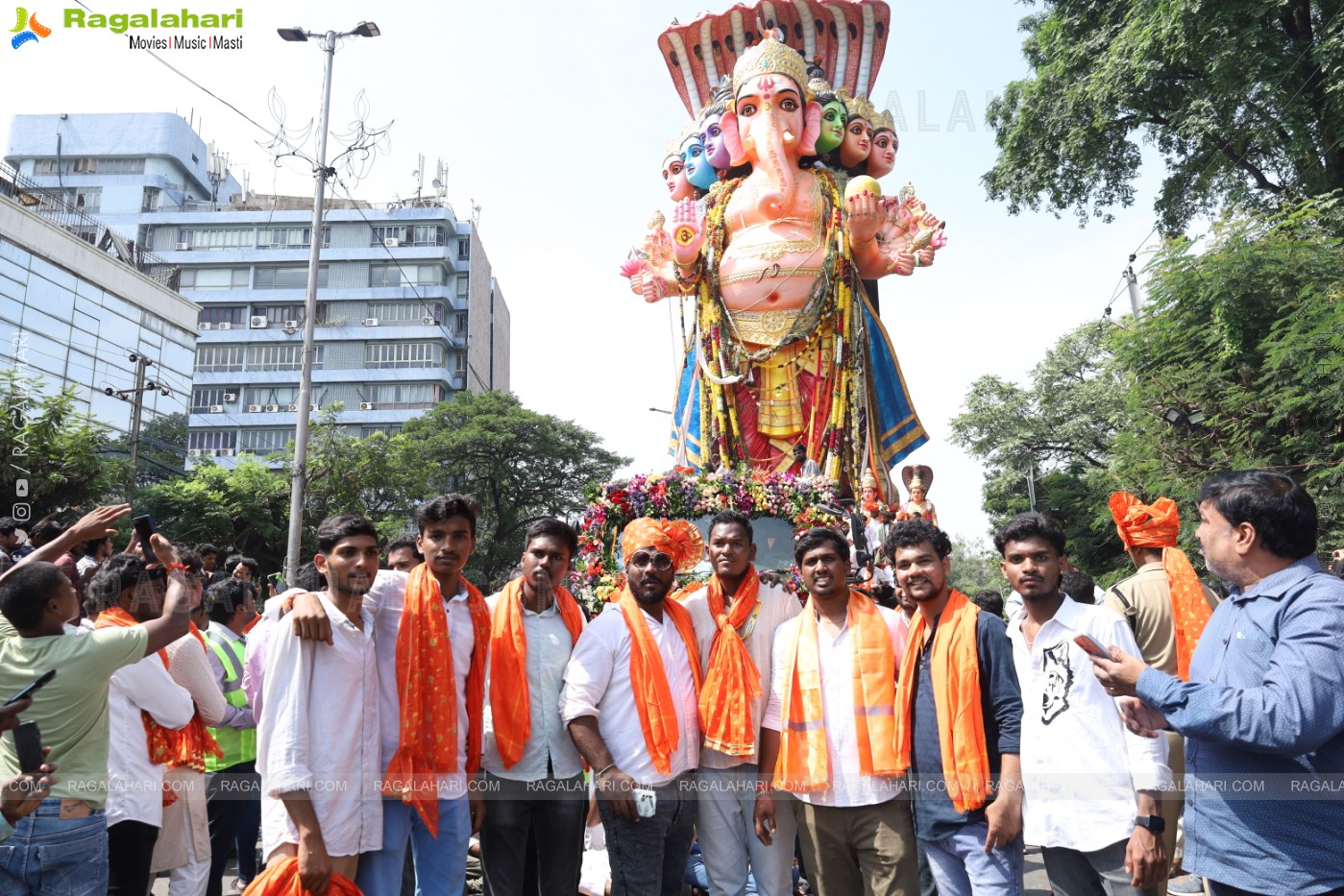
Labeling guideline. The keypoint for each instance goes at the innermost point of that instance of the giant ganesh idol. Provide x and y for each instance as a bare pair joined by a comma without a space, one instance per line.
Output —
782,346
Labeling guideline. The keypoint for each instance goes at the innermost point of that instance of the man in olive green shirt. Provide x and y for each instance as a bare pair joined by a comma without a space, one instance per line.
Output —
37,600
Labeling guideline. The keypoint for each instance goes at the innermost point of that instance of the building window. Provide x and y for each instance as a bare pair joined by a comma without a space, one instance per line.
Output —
········
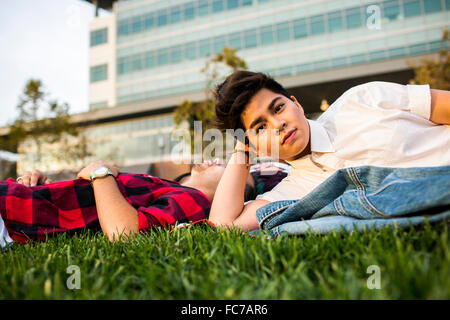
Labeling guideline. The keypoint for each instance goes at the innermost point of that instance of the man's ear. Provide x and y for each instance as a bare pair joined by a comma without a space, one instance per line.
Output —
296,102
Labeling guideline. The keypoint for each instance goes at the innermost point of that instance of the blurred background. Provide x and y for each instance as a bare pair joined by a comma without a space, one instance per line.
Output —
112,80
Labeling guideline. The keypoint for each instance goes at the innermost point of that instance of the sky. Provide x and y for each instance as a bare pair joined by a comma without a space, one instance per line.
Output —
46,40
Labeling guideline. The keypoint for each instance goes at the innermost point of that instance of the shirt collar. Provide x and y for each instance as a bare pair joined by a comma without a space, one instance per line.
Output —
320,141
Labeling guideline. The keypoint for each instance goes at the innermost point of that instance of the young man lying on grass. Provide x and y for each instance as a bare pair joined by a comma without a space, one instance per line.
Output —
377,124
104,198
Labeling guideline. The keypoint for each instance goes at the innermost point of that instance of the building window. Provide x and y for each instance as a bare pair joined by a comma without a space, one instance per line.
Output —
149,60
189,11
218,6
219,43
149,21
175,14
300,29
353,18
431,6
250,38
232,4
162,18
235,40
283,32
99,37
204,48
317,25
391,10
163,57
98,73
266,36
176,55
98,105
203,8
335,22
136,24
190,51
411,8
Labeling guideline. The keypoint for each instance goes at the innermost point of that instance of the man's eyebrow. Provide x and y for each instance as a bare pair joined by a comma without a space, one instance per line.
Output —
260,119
········
Instruction: How many lines of the records contain the word "shirt"? Reply with the number alone.

Task solution: 2